- **Texto para análise**

________________________

Nos últimos anos, esta tem sido uma prática cada vez mais realizada por agentes
de segurança em serviço durante as operações sob o aval do Estado. No Rio de
Janeiro, há décadas, as operações policiais em favelas são utilizadas como o
principal instrumento de ação pública destinado ao controle da criminalidade,
servindo como a principal justificativa do Estado para violação de direitos de
seus moradores(as). Porém, o controle do que é criminalizado ou não pelo Estado
– parte do problema do crime e da violência – não pode continuar impactando
diretamente na vida de milhares de moradores(as) que representam a maior parte
da população da cidade.
As
chacinas policiais acontecem em toda a região metropolitana, mas não se
distribuem de forma igualitária. Segundo os dados do Instituto Fogo Cruzado, em
2023, na Zona Sul da capital, foram registradas 9 chacinas, 4 delas na favela
da Rocinha. Já na Zona Norte, são 73 casos que deixaram 373 pessoas mortas. Na
Baixada Fluminense foram mapeados 72 casos, com 255 mortos. E no Leste
Metropolitano, 70 casos resultaram em 252 mortes. O Complexo do Salgueiro,
conjunto de favelas em São Gonçalo (Leste Metropolitano), foi a localidade com
mais chacinas registradas no período. Apenas lá, 14 chacinas policiais
resultaram em 66 mortes. Para que se tenha dimensão do que acontece no
Salgueiro, as outras quatro localidades com mais chacinas são: Complexo da Maré
(10 ocorrências, 51 mortos), Complexo da Penha (8 ocorrências, 55 mortos),
Cidade de Deus (8 ocorrências, 27 mortos) e Vila Kennedy (8 chacinas, 26
mortos).
O
Dicionário de Favelas Marielle Franco, em parceria com o Grupo de Estudos dos
Novos Ilegalismos (GENI-UFF), o Grupo CASA (IESP-UERJ) e o Radar Saúde nas
Favelas (Fiocruz) realizou um levantamento das chacinas mais letais durante a
série histórica de 1990-2022, dando destaque aos anos de 2019-2022. Três das
cinco maiores chacinas policiais da história recente do Rio de Janeiro
ocorreram neste período, sob a vigência da ADPF 635, interposta pelo Supremo
Tribunal Federal, que restringiu a realização de operações policiais enquanto
durasse a pandemia de covid-19. A maior delas, que resultou em 28 mortes,
ocorreu no bairro do Jacarezinho, em 6 de maio de 2021, e foi nomeada pela
Polícia Civil de “Operação Exceptis”, em alusão à excepcionalidade das
operações interpostas pelo Supremo. Na ocasião, o representante da Polícia
Civil criticou o “ativismo judicial” que estaria “impedindo o trabalho da
polícia”. Pouco mais de um ano depois, a Chacina da Penha resultou em mais 23
mortes.

________________________

- **Dados de origem**
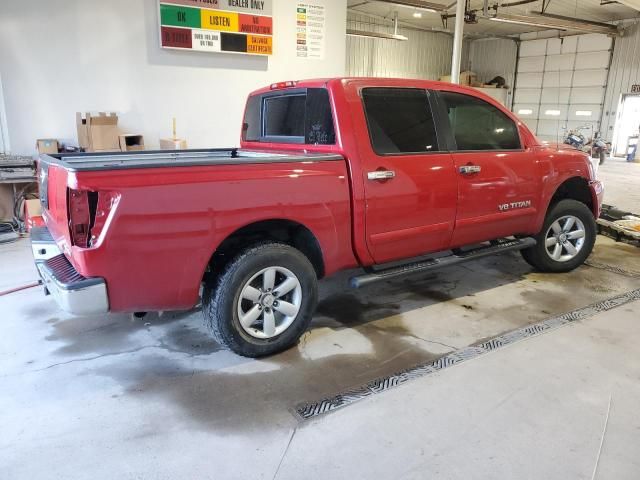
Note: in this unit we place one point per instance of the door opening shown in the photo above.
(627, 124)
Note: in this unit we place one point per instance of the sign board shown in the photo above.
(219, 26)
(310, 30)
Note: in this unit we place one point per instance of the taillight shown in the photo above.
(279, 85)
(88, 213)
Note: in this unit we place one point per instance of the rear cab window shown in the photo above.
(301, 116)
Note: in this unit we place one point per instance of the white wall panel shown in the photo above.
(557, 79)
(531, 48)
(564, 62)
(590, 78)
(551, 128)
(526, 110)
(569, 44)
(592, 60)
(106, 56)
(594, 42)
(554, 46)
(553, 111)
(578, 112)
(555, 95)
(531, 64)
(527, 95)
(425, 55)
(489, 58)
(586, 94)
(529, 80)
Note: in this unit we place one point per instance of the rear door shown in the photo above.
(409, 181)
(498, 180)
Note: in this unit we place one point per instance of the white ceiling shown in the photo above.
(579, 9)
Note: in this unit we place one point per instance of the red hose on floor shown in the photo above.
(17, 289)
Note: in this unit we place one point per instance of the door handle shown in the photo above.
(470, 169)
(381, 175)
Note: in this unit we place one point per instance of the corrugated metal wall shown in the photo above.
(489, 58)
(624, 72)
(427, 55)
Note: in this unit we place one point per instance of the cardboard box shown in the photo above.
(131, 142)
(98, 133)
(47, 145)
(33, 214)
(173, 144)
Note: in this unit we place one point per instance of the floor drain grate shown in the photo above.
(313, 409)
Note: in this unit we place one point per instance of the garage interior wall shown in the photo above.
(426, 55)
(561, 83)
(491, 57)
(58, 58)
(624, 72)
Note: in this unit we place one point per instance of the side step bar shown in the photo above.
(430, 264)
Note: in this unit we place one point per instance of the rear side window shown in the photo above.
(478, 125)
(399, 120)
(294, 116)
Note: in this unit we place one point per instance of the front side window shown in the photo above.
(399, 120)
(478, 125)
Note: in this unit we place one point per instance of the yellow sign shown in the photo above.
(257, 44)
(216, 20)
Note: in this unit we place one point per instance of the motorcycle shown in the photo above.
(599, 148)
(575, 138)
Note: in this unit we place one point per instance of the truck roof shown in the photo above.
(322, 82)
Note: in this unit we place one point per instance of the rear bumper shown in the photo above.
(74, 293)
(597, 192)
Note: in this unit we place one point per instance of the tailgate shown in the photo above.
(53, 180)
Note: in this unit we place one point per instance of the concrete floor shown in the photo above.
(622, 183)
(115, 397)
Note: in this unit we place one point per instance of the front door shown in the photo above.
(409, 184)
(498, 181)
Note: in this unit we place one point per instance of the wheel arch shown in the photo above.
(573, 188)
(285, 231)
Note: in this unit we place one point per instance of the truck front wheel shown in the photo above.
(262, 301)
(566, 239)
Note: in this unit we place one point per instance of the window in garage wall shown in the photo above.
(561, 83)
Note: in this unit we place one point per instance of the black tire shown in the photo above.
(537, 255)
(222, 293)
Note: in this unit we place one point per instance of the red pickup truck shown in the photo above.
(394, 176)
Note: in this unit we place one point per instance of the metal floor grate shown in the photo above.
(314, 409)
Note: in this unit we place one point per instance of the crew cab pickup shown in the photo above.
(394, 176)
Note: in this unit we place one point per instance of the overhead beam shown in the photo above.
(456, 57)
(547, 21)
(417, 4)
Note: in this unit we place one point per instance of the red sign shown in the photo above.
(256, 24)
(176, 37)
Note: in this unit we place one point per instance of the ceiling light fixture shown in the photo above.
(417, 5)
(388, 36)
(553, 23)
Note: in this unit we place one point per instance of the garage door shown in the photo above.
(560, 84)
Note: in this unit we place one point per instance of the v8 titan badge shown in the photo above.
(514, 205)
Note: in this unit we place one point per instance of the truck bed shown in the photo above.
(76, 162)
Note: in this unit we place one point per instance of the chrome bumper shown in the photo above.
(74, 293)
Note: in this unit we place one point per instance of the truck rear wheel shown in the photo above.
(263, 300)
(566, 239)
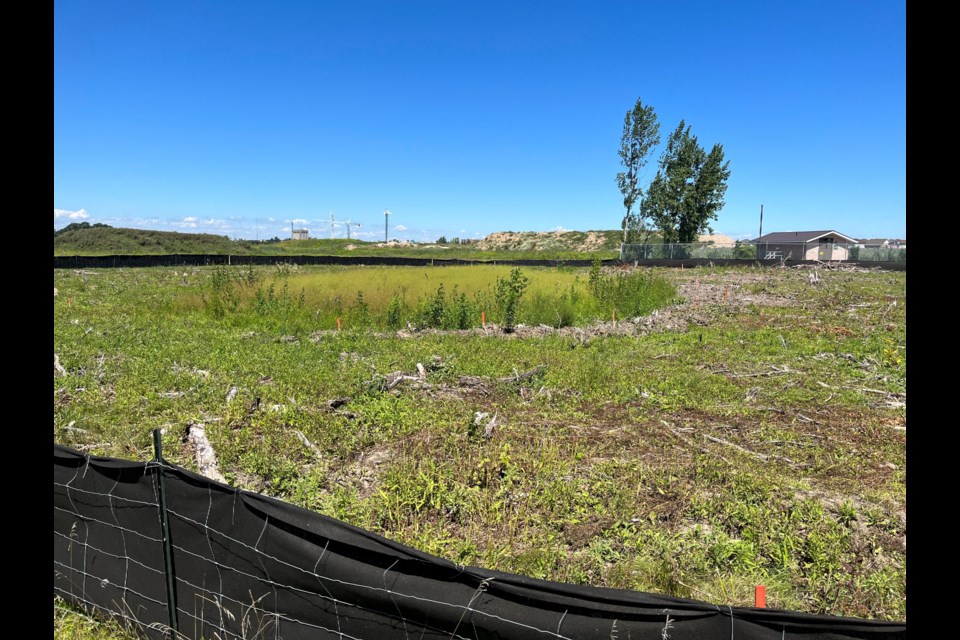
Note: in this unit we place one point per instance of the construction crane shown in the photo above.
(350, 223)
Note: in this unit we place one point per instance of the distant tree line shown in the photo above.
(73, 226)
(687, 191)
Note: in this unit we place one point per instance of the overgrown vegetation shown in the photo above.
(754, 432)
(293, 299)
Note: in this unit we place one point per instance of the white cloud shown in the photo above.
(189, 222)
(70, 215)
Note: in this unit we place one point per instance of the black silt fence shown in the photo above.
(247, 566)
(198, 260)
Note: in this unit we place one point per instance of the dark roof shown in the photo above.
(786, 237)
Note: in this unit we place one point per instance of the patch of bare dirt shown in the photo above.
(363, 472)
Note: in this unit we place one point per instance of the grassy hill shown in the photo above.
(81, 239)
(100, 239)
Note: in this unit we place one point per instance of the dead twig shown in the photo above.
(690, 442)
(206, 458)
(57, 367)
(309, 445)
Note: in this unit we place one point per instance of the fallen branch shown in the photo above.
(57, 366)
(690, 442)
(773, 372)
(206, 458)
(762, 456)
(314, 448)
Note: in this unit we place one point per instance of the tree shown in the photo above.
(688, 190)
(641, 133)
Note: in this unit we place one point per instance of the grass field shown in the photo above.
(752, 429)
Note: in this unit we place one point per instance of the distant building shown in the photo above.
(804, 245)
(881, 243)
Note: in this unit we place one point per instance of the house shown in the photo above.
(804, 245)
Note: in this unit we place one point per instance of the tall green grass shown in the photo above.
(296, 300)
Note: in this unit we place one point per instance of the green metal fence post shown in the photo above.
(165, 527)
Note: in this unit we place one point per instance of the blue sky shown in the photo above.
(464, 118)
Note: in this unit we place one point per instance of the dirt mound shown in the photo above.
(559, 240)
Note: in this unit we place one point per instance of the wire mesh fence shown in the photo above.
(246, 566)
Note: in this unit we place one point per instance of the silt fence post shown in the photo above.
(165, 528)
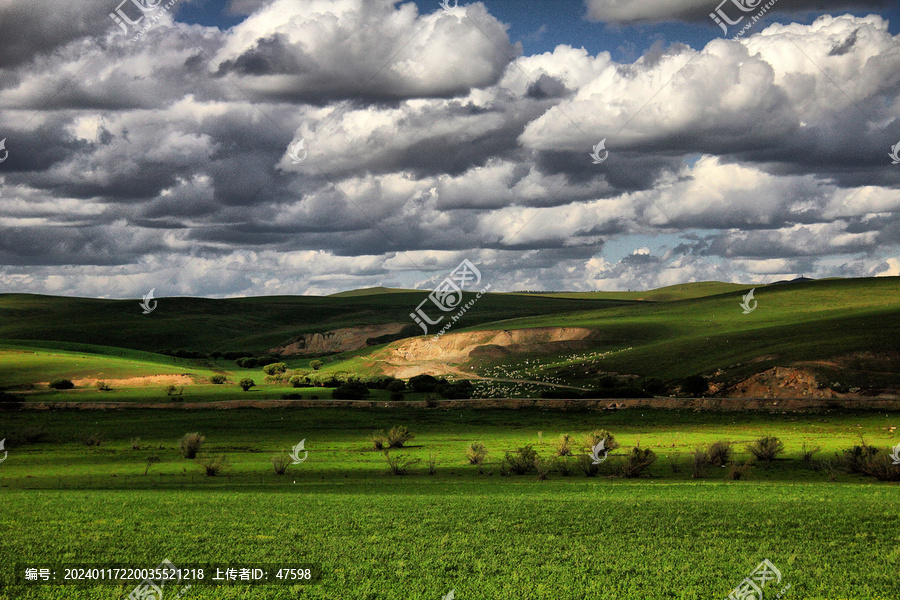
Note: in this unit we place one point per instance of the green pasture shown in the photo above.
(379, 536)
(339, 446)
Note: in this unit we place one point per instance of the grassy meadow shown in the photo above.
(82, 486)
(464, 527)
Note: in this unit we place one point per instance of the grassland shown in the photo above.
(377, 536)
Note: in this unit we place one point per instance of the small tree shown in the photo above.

________________________

- **Requisito 1**
De acordo com o texto sobre chacinas policiais no Rio de Janeiro, qual foi a localidade com mais chacinas registradas em 2023?
- **Requisito 2**
Transcreva do texto sobre chacinas policiais o trecho que começa nas palavras "Nos últimos anos, esta" e termina depois de "população da cidade.".
Os registros são um material à parte, independente do texto.

- **Resposta esperada 1**
O Complexo do Salgueiro, em São Gonçalo.

- **Resposta esperada 2**
Nos últimos anos, esta tem sido uma prática cada vez mais realizada por agentes
de segurança em serviço durante as operações sob o aval do Estado. No Rio de
Janeiro, há décadas, as operações policiais em favelas são utilizadas como o
principal instrumento de ação pública destinado ao controle da criminalidade,
servindo como a principal justificativa do Estado para violação de direitos de
seus moradores(as). Porém, o controle do que é criminalizado ou não pelo Estado
– parte do problema do crime e da violência – não pode continuar impactando
diretamente na vida de milhares de moradores(as) que representam a maior parte
da população da cidade.